***** Entries
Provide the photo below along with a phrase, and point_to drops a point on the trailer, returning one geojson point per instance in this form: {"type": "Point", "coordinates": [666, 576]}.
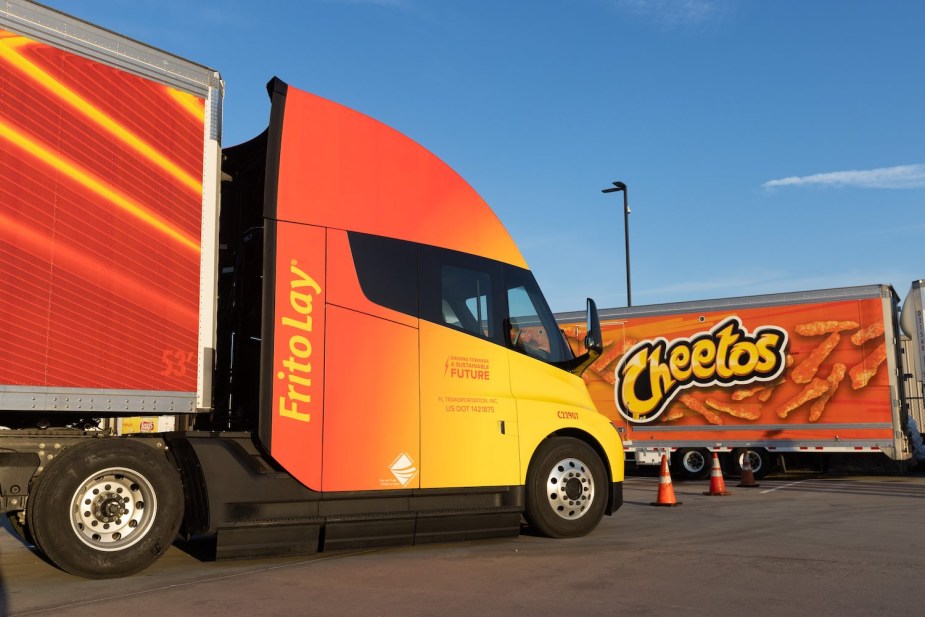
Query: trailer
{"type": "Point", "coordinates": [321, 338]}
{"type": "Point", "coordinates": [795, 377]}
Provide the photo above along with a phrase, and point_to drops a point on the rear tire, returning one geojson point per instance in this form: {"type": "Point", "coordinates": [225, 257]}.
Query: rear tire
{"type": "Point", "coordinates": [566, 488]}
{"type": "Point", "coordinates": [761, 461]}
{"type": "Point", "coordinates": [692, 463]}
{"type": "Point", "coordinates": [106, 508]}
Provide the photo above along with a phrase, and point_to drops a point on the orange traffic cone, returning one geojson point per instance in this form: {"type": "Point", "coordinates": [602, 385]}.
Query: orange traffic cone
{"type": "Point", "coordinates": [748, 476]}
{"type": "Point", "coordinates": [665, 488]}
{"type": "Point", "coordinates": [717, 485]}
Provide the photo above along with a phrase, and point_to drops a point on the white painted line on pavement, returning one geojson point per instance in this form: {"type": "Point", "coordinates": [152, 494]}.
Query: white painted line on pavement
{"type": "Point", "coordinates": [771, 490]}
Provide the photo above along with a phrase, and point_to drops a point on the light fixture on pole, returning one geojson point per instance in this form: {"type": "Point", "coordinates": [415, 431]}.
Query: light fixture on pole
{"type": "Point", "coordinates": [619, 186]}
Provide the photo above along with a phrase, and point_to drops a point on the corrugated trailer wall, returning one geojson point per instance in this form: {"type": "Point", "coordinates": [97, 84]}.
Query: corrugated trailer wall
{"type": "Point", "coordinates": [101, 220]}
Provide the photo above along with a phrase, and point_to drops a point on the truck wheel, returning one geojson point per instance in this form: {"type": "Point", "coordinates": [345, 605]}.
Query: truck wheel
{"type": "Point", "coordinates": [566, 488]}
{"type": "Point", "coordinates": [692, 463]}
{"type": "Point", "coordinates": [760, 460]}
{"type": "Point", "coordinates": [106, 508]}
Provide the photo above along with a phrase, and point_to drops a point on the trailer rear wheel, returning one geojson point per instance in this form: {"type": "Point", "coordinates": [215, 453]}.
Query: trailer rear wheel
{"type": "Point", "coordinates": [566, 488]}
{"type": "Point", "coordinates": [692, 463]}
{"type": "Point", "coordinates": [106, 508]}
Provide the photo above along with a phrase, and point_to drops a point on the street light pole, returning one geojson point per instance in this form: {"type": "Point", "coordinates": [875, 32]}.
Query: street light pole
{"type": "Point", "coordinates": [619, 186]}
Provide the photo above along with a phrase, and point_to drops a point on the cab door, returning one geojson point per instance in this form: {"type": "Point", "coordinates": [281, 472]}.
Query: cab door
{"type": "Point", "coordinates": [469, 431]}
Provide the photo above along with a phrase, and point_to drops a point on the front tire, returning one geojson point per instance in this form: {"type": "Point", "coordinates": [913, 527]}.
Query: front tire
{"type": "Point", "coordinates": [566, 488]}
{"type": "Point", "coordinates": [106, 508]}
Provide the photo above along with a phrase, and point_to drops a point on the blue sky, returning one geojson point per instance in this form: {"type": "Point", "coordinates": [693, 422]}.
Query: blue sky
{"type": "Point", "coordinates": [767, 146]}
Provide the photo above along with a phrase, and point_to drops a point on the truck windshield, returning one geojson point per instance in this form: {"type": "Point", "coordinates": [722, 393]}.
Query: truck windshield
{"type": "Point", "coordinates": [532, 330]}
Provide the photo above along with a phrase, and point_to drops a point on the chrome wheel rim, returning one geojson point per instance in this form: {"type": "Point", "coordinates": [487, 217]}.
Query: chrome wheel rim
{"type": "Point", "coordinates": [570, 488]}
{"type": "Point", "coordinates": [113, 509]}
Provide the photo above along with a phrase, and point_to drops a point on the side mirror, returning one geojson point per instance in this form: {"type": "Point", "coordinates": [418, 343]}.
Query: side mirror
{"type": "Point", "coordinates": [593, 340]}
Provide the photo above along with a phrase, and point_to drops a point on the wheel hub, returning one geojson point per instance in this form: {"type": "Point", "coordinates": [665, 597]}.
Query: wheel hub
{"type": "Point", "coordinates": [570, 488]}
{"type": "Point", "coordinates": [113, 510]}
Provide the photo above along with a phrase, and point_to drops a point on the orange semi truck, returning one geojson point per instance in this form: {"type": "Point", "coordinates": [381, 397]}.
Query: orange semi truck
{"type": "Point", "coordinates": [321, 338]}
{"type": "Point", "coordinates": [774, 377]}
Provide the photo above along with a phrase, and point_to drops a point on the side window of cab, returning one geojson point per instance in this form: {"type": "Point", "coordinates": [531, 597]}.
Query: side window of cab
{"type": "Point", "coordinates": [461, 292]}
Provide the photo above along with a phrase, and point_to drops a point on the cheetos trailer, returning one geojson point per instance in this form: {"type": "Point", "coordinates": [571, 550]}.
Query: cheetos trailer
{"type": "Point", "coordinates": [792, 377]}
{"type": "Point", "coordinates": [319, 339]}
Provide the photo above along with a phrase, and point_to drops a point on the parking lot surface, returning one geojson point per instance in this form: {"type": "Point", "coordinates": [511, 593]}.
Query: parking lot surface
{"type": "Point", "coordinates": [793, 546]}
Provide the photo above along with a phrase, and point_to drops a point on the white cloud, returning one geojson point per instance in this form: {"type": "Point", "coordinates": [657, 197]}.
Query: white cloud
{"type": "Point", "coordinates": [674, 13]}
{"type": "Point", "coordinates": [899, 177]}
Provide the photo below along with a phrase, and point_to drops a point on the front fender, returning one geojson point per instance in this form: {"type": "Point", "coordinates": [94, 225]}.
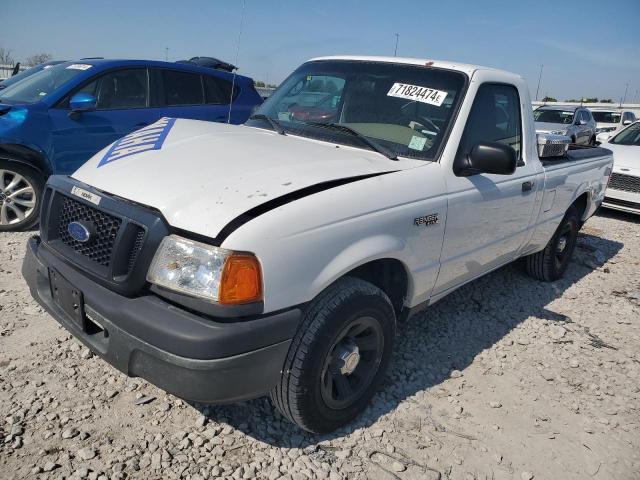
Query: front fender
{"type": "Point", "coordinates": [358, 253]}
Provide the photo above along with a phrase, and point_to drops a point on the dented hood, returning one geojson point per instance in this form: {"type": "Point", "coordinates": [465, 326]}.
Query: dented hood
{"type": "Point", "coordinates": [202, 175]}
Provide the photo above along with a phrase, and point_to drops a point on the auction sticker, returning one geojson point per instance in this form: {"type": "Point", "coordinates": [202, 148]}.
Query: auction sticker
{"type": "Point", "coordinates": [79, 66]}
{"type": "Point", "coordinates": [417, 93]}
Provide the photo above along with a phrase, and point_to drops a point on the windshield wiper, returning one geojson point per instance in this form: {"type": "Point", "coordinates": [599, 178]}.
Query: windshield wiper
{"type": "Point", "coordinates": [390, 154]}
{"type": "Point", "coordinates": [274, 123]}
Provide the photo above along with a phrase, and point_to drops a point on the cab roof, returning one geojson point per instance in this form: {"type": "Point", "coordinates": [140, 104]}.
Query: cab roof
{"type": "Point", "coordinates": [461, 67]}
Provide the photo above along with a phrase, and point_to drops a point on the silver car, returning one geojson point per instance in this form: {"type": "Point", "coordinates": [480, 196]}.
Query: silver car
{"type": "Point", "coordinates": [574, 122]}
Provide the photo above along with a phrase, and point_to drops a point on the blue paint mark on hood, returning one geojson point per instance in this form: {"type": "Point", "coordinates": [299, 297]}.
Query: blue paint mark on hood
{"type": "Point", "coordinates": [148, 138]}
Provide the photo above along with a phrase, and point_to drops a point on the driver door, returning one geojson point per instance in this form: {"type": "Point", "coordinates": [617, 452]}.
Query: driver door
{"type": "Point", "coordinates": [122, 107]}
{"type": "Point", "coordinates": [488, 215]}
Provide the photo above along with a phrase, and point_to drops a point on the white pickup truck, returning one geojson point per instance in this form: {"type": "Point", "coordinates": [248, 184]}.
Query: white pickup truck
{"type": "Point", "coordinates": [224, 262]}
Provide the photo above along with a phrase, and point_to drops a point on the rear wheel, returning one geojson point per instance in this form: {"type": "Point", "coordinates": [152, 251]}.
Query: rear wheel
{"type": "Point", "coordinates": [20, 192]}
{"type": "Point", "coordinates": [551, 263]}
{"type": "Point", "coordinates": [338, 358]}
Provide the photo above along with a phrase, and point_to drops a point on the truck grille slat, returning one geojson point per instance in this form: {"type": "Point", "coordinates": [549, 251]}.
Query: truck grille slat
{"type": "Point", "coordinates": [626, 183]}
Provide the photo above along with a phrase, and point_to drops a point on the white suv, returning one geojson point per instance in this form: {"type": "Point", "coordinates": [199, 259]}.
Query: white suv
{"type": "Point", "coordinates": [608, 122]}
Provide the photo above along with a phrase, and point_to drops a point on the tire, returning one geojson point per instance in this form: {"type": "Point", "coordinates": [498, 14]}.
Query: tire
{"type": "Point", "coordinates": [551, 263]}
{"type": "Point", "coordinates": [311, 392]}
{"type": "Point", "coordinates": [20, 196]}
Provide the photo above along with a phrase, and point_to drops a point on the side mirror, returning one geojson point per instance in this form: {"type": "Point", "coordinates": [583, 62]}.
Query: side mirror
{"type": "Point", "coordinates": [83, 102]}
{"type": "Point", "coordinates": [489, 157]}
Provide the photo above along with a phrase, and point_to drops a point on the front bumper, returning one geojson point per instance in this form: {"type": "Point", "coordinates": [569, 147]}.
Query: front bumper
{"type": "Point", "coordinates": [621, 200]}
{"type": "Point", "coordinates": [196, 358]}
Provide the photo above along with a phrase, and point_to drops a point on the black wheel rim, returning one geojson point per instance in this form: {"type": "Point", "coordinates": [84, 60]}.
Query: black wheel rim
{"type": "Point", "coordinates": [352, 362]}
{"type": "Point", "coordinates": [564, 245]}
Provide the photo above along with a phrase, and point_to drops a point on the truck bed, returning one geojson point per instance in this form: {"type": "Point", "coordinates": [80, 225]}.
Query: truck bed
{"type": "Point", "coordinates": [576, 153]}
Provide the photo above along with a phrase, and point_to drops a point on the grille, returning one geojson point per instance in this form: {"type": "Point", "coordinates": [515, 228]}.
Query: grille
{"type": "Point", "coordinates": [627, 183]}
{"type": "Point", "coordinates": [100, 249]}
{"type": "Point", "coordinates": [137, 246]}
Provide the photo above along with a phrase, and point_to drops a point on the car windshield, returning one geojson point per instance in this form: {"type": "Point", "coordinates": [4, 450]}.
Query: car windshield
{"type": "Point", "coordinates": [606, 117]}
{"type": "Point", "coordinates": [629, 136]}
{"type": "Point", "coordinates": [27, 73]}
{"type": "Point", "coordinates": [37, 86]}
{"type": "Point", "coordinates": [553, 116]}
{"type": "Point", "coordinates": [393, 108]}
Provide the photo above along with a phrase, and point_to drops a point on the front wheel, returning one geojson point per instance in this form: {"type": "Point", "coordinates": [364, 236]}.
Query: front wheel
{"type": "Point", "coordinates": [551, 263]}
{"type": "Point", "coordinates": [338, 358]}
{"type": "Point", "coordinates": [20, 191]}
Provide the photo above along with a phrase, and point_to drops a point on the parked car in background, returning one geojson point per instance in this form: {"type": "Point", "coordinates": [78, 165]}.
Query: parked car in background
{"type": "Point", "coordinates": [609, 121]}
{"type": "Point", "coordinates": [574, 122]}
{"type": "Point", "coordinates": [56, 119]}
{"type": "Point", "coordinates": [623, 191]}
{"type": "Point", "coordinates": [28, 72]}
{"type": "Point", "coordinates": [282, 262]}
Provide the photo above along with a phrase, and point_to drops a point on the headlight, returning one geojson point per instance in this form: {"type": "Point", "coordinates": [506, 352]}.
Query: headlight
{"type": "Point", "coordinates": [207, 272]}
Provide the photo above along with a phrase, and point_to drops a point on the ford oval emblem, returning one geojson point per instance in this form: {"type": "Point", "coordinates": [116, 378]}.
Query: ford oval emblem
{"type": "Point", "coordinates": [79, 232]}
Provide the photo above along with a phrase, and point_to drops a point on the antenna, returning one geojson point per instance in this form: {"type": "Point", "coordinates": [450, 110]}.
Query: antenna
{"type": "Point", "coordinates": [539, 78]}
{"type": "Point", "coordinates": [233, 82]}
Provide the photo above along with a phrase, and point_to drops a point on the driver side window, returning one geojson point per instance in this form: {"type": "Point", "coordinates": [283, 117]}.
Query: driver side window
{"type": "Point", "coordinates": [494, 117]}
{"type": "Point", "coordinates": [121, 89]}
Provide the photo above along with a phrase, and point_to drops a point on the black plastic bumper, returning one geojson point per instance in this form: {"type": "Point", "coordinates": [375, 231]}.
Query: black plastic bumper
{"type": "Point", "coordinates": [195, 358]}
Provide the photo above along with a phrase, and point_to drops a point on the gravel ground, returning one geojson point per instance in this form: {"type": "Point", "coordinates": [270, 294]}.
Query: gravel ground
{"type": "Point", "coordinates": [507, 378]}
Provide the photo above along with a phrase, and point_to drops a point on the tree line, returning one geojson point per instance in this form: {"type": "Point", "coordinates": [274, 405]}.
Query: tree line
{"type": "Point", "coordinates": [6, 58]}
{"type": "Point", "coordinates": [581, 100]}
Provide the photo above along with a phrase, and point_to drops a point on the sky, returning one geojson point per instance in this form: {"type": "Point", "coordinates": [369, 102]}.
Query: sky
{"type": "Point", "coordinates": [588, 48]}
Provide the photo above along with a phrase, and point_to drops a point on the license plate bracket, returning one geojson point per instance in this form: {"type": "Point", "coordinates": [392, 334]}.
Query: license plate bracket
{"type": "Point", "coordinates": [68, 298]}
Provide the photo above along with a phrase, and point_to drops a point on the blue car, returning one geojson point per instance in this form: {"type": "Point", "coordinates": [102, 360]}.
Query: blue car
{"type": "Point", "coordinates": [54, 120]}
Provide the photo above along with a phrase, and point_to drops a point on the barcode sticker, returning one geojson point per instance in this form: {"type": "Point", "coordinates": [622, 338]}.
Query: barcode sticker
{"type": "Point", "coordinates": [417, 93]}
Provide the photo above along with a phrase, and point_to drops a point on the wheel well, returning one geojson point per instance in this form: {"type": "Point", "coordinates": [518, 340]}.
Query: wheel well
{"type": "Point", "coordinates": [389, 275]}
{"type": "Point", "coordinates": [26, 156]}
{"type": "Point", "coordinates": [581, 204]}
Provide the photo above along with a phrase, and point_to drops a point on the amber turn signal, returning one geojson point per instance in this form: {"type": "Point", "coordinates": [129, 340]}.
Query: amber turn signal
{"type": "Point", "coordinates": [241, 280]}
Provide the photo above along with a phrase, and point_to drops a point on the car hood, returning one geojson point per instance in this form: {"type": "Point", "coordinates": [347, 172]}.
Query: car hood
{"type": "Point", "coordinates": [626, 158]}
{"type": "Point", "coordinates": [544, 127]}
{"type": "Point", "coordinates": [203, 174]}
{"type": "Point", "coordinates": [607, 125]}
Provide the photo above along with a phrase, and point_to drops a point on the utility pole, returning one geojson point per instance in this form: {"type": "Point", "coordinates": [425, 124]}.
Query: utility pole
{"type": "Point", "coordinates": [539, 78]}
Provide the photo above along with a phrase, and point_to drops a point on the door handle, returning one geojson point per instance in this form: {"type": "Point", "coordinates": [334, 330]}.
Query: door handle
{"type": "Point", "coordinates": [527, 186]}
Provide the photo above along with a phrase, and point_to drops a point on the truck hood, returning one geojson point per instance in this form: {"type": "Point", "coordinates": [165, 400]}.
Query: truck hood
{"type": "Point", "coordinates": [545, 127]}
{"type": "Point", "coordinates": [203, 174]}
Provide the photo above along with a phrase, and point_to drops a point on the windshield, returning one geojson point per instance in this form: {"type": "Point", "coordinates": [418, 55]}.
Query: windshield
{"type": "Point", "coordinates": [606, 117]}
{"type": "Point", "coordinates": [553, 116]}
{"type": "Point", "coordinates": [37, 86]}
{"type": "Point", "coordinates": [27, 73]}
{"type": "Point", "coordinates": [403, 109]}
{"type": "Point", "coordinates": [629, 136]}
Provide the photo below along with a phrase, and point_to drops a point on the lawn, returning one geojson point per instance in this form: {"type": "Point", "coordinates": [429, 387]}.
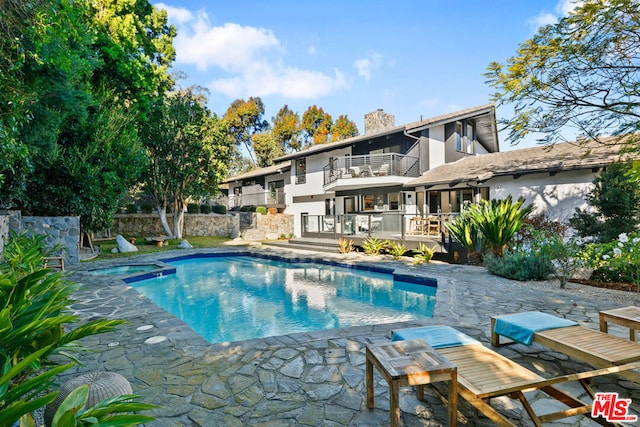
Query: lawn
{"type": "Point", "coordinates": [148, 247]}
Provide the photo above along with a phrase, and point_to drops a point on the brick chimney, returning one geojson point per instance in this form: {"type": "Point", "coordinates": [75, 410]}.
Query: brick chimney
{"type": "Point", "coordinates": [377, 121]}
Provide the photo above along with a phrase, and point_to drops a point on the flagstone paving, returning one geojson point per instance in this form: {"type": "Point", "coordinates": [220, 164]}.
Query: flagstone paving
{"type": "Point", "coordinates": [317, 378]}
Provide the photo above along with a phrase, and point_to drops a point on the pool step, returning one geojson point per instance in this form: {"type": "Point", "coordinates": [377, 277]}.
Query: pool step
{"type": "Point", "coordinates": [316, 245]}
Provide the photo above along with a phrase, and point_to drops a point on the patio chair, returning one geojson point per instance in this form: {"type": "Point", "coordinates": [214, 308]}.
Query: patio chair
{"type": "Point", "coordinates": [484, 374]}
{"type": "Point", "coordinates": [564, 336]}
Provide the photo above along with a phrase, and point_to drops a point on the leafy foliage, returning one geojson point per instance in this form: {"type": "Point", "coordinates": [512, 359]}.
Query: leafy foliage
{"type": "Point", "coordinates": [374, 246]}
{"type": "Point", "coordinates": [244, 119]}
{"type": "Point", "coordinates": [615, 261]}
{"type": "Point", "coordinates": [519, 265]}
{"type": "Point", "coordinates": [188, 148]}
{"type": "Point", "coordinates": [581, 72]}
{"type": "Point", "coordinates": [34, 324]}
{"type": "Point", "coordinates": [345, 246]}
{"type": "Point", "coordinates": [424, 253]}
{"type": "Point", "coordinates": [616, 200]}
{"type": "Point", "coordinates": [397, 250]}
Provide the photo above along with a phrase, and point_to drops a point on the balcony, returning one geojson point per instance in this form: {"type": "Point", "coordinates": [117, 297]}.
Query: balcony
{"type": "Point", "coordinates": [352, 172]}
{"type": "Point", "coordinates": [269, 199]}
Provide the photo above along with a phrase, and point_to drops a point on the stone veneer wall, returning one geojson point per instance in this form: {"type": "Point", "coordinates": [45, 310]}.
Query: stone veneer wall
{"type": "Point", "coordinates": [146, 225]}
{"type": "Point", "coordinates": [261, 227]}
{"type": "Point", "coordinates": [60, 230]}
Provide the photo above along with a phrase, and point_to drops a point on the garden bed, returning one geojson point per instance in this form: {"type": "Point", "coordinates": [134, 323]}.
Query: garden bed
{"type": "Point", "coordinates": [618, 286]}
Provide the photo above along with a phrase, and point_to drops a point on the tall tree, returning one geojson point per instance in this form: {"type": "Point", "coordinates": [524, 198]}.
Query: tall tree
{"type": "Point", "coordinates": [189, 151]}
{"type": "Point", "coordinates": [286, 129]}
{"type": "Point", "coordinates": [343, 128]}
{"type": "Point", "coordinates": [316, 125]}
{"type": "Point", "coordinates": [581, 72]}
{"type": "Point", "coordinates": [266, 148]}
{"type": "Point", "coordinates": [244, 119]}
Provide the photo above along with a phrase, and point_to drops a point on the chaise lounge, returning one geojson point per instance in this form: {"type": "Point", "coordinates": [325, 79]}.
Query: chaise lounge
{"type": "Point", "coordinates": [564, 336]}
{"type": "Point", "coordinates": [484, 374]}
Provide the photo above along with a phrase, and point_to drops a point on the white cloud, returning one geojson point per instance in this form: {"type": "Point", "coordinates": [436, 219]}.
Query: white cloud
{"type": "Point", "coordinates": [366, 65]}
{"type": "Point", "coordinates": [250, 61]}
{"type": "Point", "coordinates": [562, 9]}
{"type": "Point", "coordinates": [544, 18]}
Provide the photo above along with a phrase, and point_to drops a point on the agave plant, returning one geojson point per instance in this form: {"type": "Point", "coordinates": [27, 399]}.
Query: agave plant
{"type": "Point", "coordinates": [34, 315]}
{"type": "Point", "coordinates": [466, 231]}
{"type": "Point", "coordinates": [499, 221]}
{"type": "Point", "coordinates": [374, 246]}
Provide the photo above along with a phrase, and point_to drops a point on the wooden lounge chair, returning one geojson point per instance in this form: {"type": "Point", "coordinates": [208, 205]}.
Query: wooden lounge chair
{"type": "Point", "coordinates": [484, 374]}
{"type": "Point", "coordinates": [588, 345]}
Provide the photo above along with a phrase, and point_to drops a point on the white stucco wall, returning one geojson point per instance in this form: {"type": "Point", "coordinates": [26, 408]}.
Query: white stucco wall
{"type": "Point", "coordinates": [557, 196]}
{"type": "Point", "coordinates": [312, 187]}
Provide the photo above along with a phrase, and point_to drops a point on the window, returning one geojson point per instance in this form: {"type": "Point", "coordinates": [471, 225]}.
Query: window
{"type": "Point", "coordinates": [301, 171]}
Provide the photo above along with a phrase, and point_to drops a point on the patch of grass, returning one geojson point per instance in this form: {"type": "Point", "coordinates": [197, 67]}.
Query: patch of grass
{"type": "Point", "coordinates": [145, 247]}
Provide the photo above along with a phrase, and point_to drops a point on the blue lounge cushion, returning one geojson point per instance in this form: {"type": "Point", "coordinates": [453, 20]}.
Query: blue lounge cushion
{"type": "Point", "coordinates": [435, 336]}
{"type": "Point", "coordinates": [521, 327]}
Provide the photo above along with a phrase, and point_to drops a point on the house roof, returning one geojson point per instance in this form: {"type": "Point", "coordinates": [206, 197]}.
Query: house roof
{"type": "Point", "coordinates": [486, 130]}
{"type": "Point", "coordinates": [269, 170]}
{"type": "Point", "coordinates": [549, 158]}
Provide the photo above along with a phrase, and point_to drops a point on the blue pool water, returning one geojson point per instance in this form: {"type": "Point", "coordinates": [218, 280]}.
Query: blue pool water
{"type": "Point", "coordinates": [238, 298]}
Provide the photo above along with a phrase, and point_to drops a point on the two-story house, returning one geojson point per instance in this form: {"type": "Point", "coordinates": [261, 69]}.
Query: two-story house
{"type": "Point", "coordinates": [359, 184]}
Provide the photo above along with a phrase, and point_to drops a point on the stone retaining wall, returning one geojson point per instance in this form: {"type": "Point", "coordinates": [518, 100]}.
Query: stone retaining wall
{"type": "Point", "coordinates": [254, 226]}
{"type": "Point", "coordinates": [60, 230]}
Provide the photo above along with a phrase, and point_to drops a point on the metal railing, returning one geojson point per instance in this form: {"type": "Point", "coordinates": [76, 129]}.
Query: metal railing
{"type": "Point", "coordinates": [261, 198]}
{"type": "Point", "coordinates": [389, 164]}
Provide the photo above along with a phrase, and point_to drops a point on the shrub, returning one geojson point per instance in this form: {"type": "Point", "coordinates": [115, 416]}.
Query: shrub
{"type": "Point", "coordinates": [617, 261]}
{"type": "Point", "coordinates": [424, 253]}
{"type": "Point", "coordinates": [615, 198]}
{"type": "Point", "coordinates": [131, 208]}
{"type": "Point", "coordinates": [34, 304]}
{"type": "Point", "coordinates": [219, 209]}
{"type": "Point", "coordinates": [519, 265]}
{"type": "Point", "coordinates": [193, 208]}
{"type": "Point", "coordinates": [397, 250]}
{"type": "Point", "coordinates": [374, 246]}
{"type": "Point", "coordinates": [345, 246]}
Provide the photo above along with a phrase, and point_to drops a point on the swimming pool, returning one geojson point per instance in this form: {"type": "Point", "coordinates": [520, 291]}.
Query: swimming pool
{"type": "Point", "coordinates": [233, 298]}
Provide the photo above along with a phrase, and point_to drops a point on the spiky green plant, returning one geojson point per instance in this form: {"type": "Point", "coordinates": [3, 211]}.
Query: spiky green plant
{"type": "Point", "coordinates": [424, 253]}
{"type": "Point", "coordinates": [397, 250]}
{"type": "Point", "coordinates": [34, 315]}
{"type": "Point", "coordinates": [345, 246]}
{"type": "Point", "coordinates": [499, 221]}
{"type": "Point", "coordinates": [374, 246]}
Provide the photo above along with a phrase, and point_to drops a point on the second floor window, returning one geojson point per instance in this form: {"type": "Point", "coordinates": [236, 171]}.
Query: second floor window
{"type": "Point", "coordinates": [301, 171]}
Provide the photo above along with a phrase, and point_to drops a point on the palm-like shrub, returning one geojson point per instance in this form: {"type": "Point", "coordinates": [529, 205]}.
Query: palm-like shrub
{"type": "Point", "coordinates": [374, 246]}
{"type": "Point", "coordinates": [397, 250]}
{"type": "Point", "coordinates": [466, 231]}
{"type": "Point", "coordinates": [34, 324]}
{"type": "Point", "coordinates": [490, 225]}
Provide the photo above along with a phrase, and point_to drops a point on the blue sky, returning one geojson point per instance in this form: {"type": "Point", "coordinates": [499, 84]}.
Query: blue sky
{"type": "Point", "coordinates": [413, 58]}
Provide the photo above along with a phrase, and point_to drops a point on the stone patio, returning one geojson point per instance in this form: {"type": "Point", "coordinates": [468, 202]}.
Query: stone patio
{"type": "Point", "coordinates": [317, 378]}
**********
Task brief: Starting at the line that contains "on the second", retype each line through the end of the listing above and nothing else.

Answer for this exercise:
Provide the photo above along with a phrase, and point_to drops a point on the second floor window, returning one geojson point per instance in this form: {"type": "Point", "coordinates": [236, 171]}.
Query: second floor window
{"type": "Point", "coordinates": [301, 171]}
Provide the photo above along with a phrase, and point_to drops a point on the palm-like shrub, returning one geojson point per instance in this form: {"type": "Point", "coordinates": [529, 205]}.
Query: palm-like shrub
{"type": "Point", "coordinates": [374, 246]}
{"type": "Point", "coordinates": [397, 250]}
{"type": "Point", "coordinates": [466, 231]}
{"type": "Point", "coordinates": [34, 324]}
{"type": "Point", "coordinates": [490, 225]}
Provide the photo above along with a phrase, and point_to drops a point on the blue sky, returning one geojson point per instance in this form: {"type": "Point", "coordinates": [499, 84]}.
Query: blue sky
{"type": "Point", "coordinates": [413, 58]}
Provide the photo above along with a phrase, and point_to drops a point on the stone patio, returning one geojson point per instance in this form: {"type": "Point", "coordinates": [468, 202]}.
Query: stone patio
{"type": "Point", "coordinates": [317, 378]}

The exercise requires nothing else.